Please copy out the material below, swapping each "Query" for "Search term" and changing nothing else.

·····

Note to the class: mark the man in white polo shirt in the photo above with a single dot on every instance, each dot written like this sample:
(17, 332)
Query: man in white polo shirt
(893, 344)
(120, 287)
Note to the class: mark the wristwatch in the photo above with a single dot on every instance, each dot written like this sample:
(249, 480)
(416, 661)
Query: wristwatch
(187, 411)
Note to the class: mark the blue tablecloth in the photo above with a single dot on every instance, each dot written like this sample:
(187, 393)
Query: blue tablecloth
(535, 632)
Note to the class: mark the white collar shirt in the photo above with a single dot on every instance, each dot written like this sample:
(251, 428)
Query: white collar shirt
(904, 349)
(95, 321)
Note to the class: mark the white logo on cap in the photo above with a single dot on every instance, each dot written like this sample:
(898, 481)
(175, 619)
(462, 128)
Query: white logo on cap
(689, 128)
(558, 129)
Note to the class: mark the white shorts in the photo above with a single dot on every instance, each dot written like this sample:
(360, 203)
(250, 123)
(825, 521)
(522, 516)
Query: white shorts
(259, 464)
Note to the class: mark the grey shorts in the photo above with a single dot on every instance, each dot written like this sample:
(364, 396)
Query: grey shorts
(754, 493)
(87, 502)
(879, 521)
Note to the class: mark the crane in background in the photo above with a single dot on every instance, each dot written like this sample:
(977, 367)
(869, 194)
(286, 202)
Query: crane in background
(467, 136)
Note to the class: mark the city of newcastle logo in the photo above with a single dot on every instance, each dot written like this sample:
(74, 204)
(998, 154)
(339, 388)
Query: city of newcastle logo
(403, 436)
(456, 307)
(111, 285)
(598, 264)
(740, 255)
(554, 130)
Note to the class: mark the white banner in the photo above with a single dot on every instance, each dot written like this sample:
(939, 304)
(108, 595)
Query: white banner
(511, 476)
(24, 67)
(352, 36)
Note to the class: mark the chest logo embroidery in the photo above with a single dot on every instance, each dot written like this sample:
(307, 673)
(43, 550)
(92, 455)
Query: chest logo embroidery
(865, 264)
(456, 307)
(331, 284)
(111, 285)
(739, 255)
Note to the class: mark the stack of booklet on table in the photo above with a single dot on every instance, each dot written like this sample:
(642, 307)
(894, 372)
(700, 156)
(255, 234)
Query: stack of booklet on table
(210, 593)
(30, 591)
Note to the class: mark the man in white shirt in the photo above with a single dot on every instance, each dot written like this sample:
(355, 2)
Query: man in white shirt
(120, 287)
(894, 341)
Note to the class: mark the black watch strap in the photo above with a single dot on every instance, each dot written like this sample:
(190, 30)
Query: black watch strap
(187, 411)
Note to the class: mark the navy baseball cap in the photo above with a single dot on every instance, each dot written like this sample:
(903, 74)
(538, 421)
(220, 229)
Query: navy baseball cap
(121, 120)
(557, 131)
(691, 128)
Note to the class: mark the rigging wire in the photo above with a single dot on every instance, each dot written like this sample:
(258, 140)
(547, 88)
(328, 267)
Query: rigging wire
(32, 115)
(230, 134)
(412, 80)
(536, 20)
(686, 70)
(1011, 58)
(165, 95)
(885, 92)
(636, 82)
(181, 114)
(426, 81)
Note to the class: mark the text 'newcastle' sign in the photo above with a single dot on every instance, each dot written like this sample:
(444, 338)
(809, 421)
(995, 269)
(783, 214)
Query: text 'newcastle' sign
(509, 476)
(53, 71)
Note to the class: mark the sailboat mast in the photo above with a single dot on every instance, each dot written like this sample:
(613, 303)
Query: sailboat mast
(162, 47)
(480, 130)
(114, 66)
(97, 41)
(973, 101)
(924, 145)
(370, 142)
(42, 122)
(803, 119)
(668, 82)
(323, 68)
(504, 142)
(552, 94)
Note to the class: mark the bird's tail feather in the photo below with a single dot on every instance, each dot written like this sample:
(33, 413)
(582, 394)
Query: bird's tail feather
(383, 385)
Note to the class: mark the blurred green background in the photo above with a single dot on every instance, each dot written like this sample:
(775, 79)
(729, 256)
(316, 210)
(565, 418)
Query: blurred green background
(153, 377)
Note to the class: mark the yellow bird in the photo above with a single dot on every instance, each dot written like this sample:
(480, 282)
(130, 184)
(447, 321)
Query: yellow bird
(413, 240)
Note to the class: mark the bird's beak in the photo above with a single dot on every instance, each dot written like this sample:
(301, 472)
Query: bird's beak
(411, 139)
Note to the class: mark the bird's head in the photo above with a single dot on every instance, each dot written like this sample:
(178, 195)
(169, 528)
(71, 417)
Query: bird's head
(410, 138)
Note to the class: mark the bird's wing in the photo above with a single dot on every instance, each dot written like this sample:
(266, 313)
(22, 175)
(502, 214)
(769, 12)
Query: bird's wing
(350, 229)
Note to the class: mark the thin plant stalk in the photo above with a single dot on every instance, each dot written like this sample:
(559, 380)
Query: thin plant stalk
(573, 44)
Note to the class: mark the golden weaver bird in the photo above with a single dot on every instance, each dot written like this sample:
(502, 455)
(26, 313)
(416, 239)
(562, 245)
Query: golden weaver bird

·····

● **Right answer**
Note to the class: mark the man in white polo shirt in the photo above with a single dot on every instance, each dot written like this sample:
(17, 332)
Search term: man in white polo shirt
(893, 344)
(120, 287)
Note to the class: mark the wristwatch in the photo above with a single dot on every instance, each dot written like this sample:
(249, 480)
(416, 661)
Search term: wristwatch
(187, 411)
Note to the class: mark the blue tablecloth in the photo above with a single dot on every instance, each dot written like this sample:
(187, 393)
Search term: blue tablecloth
(535, 632)
Note to the class: mark the white collar shirt in the photo above with a single dot on every instance, each dot written like this sample:
(251, 428)
Search term: white collar shirt
(904, 349)
(95, 321)
Note to the class: mark the white logo on cap in the photo above with a single dot on every instance, each dot written like this sample:
(898, 481)
(175, 619)
(462, 128)
Search term: white logo on cap
(689, 128)
(558, 129)
Note to the class: mark the white shorts in the photo above with a single dot on every instance, each dot written like this sample:
(360, 203)
(250, 123)
(825, 521)
(522, 516)
Search term: white shorts
(259, 464)
Note to the class: mark the grey shorts in the photo above with a single dot on every instance, each dot written like this sample:
(364, 396)
Search term: grey shorts
(754, 493)
(87, 502)
(879, 521)
Note to the class: mark the crane in background in the photo above with a single dot on every instance, each dot written like this sample:
(977, 367)
(869, 194)
(286, 202)
Search term: crane in background
(467, 136)
Note to the class: mark the city of newcastle logo in the photo above with a single dot on every instance, each dot written like this sample:
(74, 204)
(998, 154)
(339, 388)
Search term: city of newcastle logo
(403, 436)
(456, 307)
(111, 285)
(598, 264)
(740, 255)
(554, 130)
Note to the class: mark the white banner in the photo above with a single dot on every instance, each dot written like this sample:
(939, 304)
(108, 595)
Search term: white banner
(511, 476)
(24, 67)
(352, 36)
Note to the class: mark the chest logo embroidery in the photo above with a single dot on every instance, each dot written like this sample:
(307, 673)
(43, 550)
(92, 455)
Search term: chest logo embroidery
(865, 264)
(456, 307)
(331, 284)
(111, 285)
(739, 255)
Note to the class: mark the stack of booklet on table in the photo above with a single dot on every instance, each dot written like this sample:
(642, 307)
(894, 372)
(700, 156)
(255, 234)
Search term: stack of booklet on table
(210, 593)
(30, 591)
Note to the class: mark the man in white shirt in the photo above with a single dot on every instance, each dot written like this sample:
(355, 2)
Search term: man in white shirt
(120, 287)
(894, 341)
Note to the class: mark the black watch strap in the photo above with a single dot on every instance, each dot written like this sample:
(190, 30)
Search term: black watch strap
(187, 411)
Note to the class: mark the navy baseball cap in the photo above with a single dot on every instance, each dot written like this sample:
(903, 74)
(538, 421)
(220, 229)
Search term: navy baseball cap
(121, 120)
(557, 131)
(691, 128)
Note to the class: mark the rigging wire in the photo above with a single dot on every instance, each dot written like this sample:
(258, 140)
(547, 88)
(328, 267)
Search term: rigging wire
(32, 115)
(230, 134)
(412, 80)
(536, 20)
(686, 70)
(1011, 58)
(165, 95)
(885, 92)
(636, 82)
(181, 114)
(426, 81)
Note to the class: mark the text 'newcastle' sign in the photo above with a single dot on every instance, each dot written like this sample:
(444, 338)
(809, 421)
(995, 269)
(783, 214)
Search term: text 'newcastle' sign
(509, 476)
(53, 71)
Note to the class: mark the sailboat mast in the photo above with a single dot on every instance, each dot written like this sample:
(613, 303)
Search term: sailboat mast
(162, 47)
(480, 130)
(114, 66)
(97, 41)
(973, 101)
(924, 145)
(370, 142)
(42, 122)
(803, 119)
(668, 82)
(323, 68)
(504, 142)
(552, 94)
Note to the class: mark the bird's tail feather in the photo below with a single dot on every instance, each dot written like this sample:
(33, 413)
(582, 394)
Search term: bird's tail feather
(383, 385)
Note to the class: mark the blurred green background in the photo above with a single dot on every instance, each dot written like this sample:
(775, 79)
(729, 256)
(316, 210)
(565, 418)
Search term: blurred green background
(153, 377)
Note to the class: mark the yellow bird in the photo above with a single dot on every instance, each dot written like this sample:
(480, 282)
(130, 184)
(447, 321)
Search term: yellow bird
(413, 240)
Note to the class: mark the bird's beak in the photo above with a single dot on every instance, each dot written like this sample:
(301, 472)
Search term: bird's beak
(411, 139)
Note to the class: mark the bird's head in the photo above with a single dot on every instance, each dot written like this sample:
(178, 195)
(169, 528)
(71, 417)
Search term: bird's head
(410, 138)
Note to the class: mark the bird's wing in the photo above with a single dot on every instance, each dot written like this sample:
(266, 313)
(22, 175)
(502, 214)
(769, 12)
Search term: bird's wing
(350, 229)
Note to the class: mark the thin plant stalk in the photo above with a single dot on every instance, each dot written like this sample:
(559, 380)
Search term: thin plant stalk
(573, 44)
Note to the class: mark the golden weaver bird in the photo above with a single dot on every instance, each dot written like this sample:
(502, 455)
(26, 313)
(416, 239)
(562, 245)
Search term: golden weaver bird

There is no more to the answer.